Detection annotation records
§

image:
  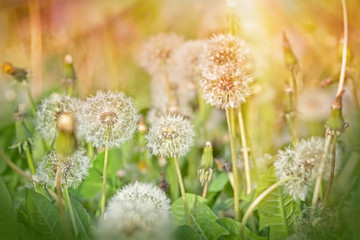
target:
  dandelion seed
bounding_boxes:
[274,137,331,201]
[97,182,171,239]
[146,114,194,157]
[34,149,90,188]
[139,33,183,75]
[79,91,139,148]
[36,93,81,141]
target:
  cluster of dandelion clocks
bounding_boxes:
[97,182,170,239]
[33,149,91,188]
[79,91,139,148]
[274,137,330,201]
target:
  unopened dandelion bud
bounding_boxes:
[198,142,214,185]
[1,62,28,83]
[10,106,32,153]
[326,90,348,136]
[55,113,77,156]
[283,33,298,69]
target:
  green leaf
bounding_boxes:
[25,189,64,239]
[71,198,93,239]
[216,218,266,240]
[209,172,229,192]
[171,194,229,240]
[256,166,301,239]
[0,177,19,240]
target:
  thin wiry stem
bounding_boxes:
[226,108,240,221]
[238,107,251,194]
[0,149,32,182]
[312,135,333,209]
[240,176,291,239]
[320,138,336,214]
[336,0,348,96]
[173,157,191,225]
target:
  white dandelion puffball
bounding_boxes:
[200,65,252,109]
[34,149,91,188]
[201,34,249,75]
[138,33,183,75]
[96,182,171,240]
[79,91,139,148]
[146,114,194,157]
[274,137,331,201]
[36,93,81,141]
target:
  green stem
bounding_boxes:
[63,187,79,237]
[238,106,251,194]
[101,143,109,215]
[173,157,191,225]
[226,108,240,221]
[240,176,291,240]
[311,135,332,211]
[0,149,32,182]
[25,144,35,175]
[320,138,336,214]
[26,85,36,116]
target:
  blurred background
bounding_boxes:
[0,0,360,156]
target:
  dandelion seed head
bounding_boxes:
[35,149,90,188]
[139,33,183,75]
[97,182,170,239]
[146,114,194,157]
[36,93,82,141]
[200,67,252,109]
[274,137,330,201]
[79,91,139,148]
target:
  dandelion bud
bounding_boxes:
[55,113,76,156]
[198,142,214,185]
[1,62,28,83]
[283,33,298,69]
[10,106,32,153]
[96,182,171,240]
[146,114,194,157]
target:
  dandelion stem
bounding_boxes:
[202,180,209,198]
[238,106,251,194]
[173,157,191,225]
[336,0,348,96]
[312,135,332,210]
[25,84,36,116]
[240,176,292,239]
[320,138,336,214]
[63,187,79,237]
[101,143,109,215]
[291,68,299,143]
[25,144,35,175]
[0,149,32,182]
[226,108,240,221]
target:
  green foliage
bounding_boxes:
[256,166,301,239]
[171,194,229,240]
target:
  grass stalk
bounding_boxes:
[226,108,240,221]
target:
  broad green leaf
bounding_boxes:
[71,198,92,239]
[0,177,19,240]
[25,189,63,239]
[216,218,266,240]
[171,194,229,240]
[208,172,229,192]
[256,166,301,240]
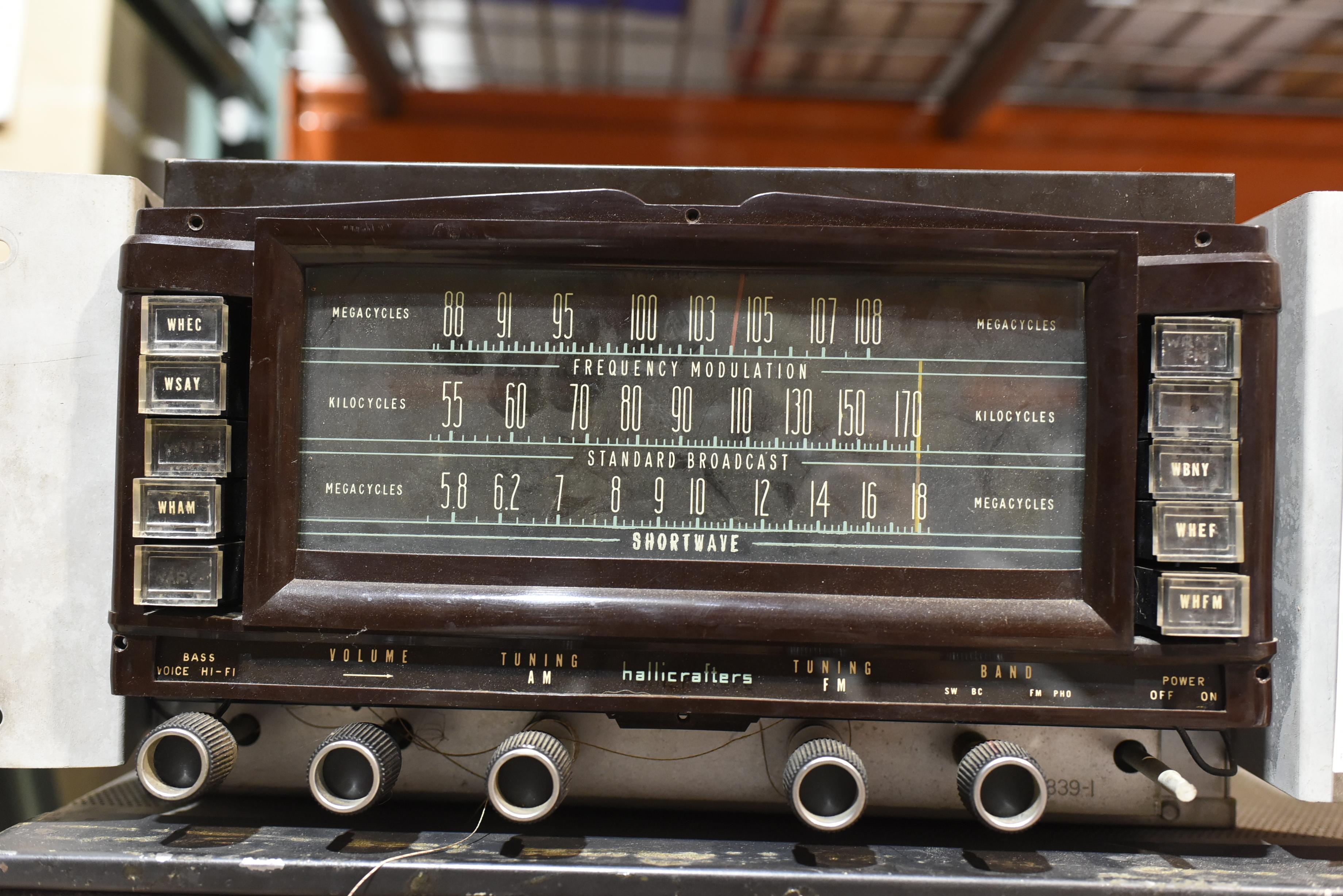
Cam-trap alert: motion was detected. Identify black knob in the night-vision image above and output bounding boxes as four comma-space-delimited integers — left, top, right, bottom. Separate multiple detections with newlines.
783, 738, 867, 830
136, 712, 238, 802
308, 721, 401, 815
955, 733, 1049, 831
485, 731, 573, 822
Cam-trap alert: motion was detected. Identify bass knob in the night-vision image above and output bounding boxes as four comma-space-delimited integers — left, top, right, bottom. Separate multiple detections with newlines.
136, 712, 243, 802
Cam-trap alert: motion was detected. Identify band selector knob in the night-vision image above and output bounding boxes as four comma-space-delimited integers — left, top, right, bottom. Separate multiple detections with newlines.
485, 729, 573, 822
308, 721, 409, 815
783, 738, 867, 830
136, 712, 240, 802
952, 732, 1049, 833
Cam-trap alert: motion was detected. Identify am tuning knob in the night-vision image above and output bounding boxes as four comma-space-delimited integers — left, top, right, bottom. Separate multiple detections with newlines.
952, 732, 1049, 833
485, 729, 573, 822
308, 721, 409, 815
136, 712, 261, 802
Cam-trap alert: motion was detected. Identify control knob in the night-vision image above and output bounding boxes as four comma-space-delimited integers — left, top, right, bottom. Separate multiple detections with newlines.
308, 720, 411, 815
485, 729, 573, 822
783, 725, 867, 830
952, 732, 1049, 833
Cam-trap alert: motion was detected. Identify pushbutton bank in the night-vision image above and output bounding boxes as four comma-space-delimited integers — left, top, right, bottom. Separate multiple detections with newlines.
1138, 317, 1250, 638
130, 296, 246, 607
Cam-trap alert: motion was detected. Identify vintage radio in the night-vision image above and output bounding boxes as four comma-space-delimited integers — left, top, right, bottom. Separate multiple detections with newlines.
111, 164, 1278, 830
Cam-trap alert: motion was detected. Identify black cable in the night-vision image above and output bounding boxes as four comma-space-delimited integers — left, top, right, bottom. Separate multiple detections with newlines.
1175, 728, 1240, 778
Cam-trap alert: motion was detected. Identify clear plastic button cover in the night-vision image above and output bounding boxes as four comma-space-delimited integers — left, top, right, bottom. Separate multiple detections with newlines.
1156, 572, 1250, 638
1147, 439, 1241, 501
1152, 501, 1245, 563
1152, 317, 1241, 379
132, 480, 222, 539
145, 419, 234, 480
140, 296, 228, 357
134, 544, 224, 607
140, 357, 228, 416
1147, 380, 1241, 439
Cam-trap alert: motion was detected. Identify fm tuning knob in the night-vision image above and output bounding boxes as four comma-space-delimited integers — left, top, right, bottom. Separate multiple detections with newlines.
952, 731, 1049, 831
308, 719, 411, 815
783, 725, 867, 830
136, 712, 261, 802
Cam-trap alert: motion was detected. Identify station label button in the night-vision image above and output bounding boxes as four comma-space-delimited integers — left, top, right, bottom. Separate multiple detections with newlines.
1156, 572, 1250, 638
145, 419, 234, 478
1147, 380, 1240, 439
134, 544, 236, 607
1151, 501, 1245, 563
132, 480, 220, 539
140, 296, 228, 357
1152, 317, 1241, 379
1147, 439, 1241, 501
140, 357, 228, 416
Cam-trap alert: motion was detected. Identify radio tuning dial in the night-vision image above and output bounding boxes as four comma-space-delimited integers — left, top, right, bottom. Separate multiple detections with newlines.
952, 732, 1049, 833
308, 721, 409, 815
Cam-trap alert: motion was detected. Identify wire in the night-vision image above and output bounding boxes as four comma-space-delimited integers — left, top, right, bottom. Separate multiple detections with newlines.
756, 719, 788, 799
285, 707, 784, 779
573, 719, 783, 762
369, 708, 496, 780
283, 707, 340, 731
345, 799, 490, 896
1175, 728, 1240, 778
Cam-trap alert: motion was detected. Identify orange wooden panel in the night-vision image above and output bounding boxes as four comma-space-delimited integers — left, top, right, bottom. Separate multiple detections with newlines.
292, 86, 1343, 220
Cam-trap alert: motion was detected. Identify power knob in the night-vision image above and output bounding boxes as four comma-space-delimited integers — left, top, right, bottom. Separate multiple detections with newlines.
485, 729, 573, 822
308, 721, 408, 815
136, 712, 239, 802
783, 728, 867, 830
952, 732, 1049, 833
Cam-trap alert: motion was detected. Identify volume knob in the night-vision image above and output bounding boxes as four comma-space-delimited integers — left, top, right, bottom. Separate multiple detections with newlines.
954, 733, 1049, 831
136, 712, 238, 802
783, 738, 867, 830
485, 729, 573, 822
308, 721, 401, 815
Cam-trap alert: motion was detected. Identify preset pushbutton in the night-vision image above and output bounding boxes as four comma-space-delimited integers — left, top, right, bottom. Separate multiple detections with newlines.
1152, 317, 1241, 379
140, 296, 228, 357
1147, 439, 1241, 501
1151, 501, 1245, 563
1147, 380, 1240, 439
1156, 572, 1250, 638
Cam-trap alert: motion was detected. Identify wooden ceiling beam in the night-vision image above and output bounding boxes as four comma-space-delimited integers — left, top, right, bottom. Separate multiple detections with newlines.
938, 0, 1080, 140
326, 0, 403, 118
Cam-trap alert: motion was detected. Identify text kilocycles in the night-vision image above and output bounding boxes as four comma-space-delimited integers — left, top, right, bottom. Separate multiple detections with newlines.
298, 269, 1086, 579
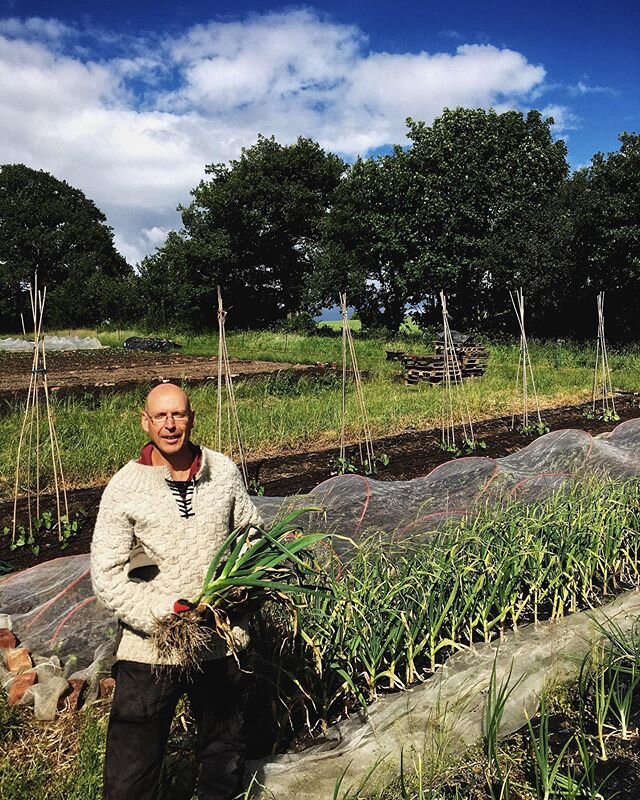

§

**Task brief**
Extract every line of the material above that contains the string "pushbutton".

**Answer for the task**
Cam-trap alert: motion was detected. Identify pushbutton bank in the night-vision image above and output bounding boxes as four comma-space-delimited integers — left, top, right, bottom. Separate multiple detections with newlines.
Cam-trap alert: motion was detected. Identify preset pushbutton in the night-vision image above and output bounding boxes as four comma-space-delimited integers — left, top, right, bottom. Separate multiple detections with newlines.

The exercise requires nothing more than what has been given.